* Exercise directions
Reproduce the material below without changes, starting with the line that contains "target | bottle image on menu" and going on through the line that contains "(1246, 867)", both included. Omit the pictures from your answer.
——————
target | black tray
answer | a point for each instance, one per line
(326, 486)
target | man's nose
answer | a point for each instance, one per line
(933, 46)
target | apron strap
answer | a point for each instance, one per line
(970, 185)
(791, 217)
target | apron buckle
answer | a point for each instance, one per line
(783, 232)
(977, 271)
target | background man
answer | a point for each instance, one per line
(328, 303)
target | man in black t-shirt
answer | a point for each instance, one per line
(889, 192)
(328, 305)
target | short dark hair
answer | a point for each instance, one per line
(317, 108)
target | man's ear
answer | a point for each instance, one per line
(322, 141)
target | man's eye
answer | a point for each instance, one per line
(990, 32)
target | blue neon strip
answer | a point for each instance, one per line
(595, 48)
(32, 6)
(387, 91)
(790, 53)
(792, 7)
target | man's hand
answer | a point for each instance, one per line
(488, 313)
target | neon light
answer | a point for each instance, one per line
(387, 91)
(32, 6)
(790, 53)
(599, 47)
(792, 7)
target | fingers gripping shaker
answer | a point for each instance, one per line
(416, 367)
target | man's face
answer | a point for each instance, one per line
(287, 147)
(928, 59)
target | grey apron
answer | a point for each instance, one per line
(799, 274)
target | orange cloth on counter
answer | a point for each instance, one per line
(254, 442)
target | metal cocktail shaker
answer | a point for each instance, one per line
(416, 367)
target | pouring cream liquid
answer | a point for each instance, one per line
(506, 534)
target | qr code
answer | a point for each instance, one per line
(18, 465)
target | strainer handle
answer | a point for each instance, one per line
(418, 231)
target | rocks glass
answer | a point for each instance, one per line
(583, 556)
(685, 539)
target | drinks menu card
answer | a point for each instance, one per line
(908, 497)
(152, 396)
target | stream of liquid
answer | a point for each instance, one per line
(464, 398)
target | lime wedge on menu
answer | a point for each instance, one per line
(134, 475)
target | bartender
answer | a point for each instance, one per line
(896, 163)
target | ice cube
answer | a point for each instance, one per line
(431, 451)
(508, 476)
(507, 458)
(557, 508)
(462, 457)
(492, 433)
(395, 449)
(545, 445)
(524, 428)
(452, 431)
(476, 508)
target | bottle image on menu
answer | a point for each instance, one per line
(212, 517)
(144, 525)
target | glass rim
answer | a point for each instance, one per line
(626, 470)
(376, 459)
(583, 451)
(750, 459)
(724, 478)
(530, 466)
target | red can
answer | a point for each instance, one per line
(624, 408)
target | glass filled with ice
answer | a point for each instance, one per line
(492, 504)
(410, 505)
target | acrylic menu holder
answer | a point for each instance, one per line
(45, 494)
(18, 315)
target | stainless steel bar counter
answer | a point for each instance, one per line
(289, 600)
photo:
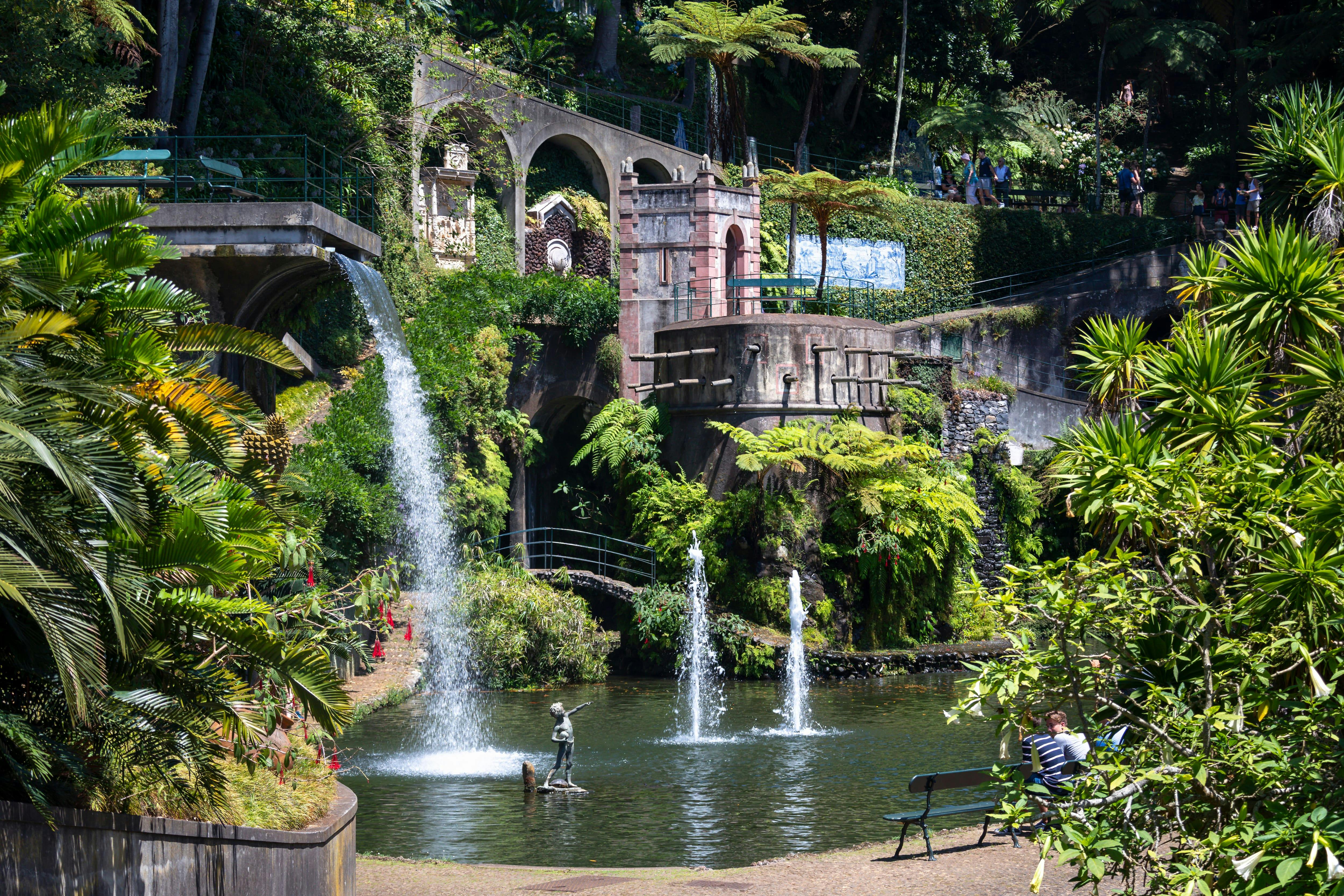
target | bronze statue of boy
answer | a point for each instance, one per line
(564, 735)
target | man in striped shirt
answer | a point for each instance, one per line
(1046, 755)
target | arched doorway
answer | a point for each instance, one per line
(652, 173)
(733, 269)
(565, 160)
(558, 492)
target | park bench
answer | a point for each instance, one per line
(228, 171)
(947, 781)
(140, 182)
(1043, 198)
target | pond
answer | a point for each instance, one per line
(655, 798)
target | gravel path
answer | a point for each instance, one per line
(963, 870)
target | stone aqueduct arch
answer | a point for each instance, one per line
(526, 123)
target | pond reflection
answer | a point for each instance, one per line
(656, 801)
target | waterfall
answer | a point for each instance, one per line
(455, 723)
(701, 675)
(796, 669)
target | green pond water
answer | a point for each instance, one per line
(655, 798)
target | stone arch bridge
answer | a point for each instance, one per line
(526, 123)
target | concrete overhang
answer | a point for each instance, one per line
(203, 230)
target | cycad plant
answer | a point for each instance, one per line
(1111, 363)
(823, 195)
(1206, 639)
(132, 516)
(1297, 120)
(728, 38)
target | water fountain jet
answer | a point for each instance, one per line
(796, 668)
(701, 675)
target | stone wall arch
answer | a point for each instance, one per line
(652, 171)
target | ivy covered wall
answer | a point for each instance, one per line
(951, 245)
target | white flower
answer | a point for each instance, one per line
(1319, 687)
(1295, 536)
(1246, 867)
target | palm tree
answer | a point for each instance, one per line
(823, 195)
(726, 38)
(130, 503)
(975, 123)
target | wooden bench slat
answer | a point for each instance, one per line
(940, 813)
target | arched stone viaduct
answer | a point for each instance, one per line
(526, 124)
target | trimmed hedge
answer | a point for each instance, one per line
(951, 245)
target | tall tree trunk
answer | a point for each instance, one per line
(822, 236)
(1241, 93)
(166, 66)
(901, 87)
(1101, 66)
(799, 150)
(851, 76)
(199, 66)
(854, 116)
(605, 30)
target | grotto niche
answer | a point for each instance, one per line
(557, 241)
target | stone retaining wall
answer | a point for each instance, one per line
(975, 409)
(96, 854)
(837, 664)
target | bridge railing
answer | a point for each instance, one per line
(841, 296)
(275, 169)
(664, 121)
(552, 549)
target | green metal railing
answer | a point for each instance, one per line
(552, 549)
(841, 296)
(275, 169)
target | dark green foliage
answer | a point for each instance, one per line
(655, 632)
(294, 69)
(556, 169)
(529, 635)
(738, 651)
(1019, 507)
(921, 412)
(54, 52)
(330, 323)
(345, 472)
(611, 355)
(587, 308)
(949, 245)
(996, 385)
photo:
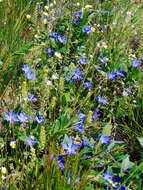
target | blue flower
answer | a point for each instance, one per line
(31, 98)
(31, 141)
(105, 139)
(88, 84)
(39, 119)
(77, 74)
(101, 100)
(50, 52)
(79, 127)
(23, 118)
(135, 63)
(78, 15)
(10, 117)
(62, 39)
(70, 147)
(61, 163)
(83, 61)
(112, 76)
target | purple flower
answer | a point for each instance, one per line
——————
* Full answer
target | bottle image on menu
answer | a point for each instance, one per line
(212, 517)
(144, 525)
target | glass rim
answer | a point for each instance, one per line
(626, 470)
(376, 459)
(583, 451)
(750, 459)
(724, 478)
(530, 466)
target | red can
answer | a point for each instance, one per line
(624, 408)
target | glass filled with ice
answer | a point for each instance, one per line
(492, 504)
(410, 505)
target | acrylic menu holder
answer | a point for each instance, one per line
(45, 494)
(18, 315)
target | stainless steel bar counter
answer | a point for each instance, one per line
(289, 600)
photo:
target | bronze statue of boy
answer | a point for each instance, one per line
(564, 735)
target | man in striped shirt
answer | a point for each instance, one per line
(1046, 755)
target | arched doorway
answer | a point for each instance, one per line
(652, 173)
(733, 269)
(565, 160)
(558, 492)
target | park bench
answer | a point for each instance, one per line
(228, 171)
(947, 781)
(140, 182)
(1043, 198)
target | pond
answer | a point for each instance, one per line
(655, 798)
target | gravel path
answer | a point for each instance, one per line
(963, 870)
target | stone aqueduct arch
answer | a point for each instance, one per line
(526, 123)
target | pond reflection
answer | a point for each instance, one per line
(656, 801)
target | waterfall
answer | a point for each instance, one per line
(455, 723)
(701, 675)
(796, 669)
target | green pond water
answer | a point for each instance, one per line
(655, 798)
target | stone arch bridge
answer | a point for each instance, one per line
(526, 123)
target | concrete overhang
answer | a point for each instance, one per line
(203, 230)
target | cycad plant
answer | a point for each instance, one per line
(1111, 363)
(823, 195)
(1206, 639)
(132, 516)
(1297, 120)
(728, 38)
target | water fountain jet
answer | a point for each instance, one per line
(796, 668)
(701, 675)
target | stone wall arch
answer | a point for each instance, one per line
(652, 171)
target | ivy covered wall
answer | a point for each instance, one per line
(951, 245)
target | white flower
answer | a point for each instance, one per line
(1319, 687)
(1295, 536)
(1246, 867)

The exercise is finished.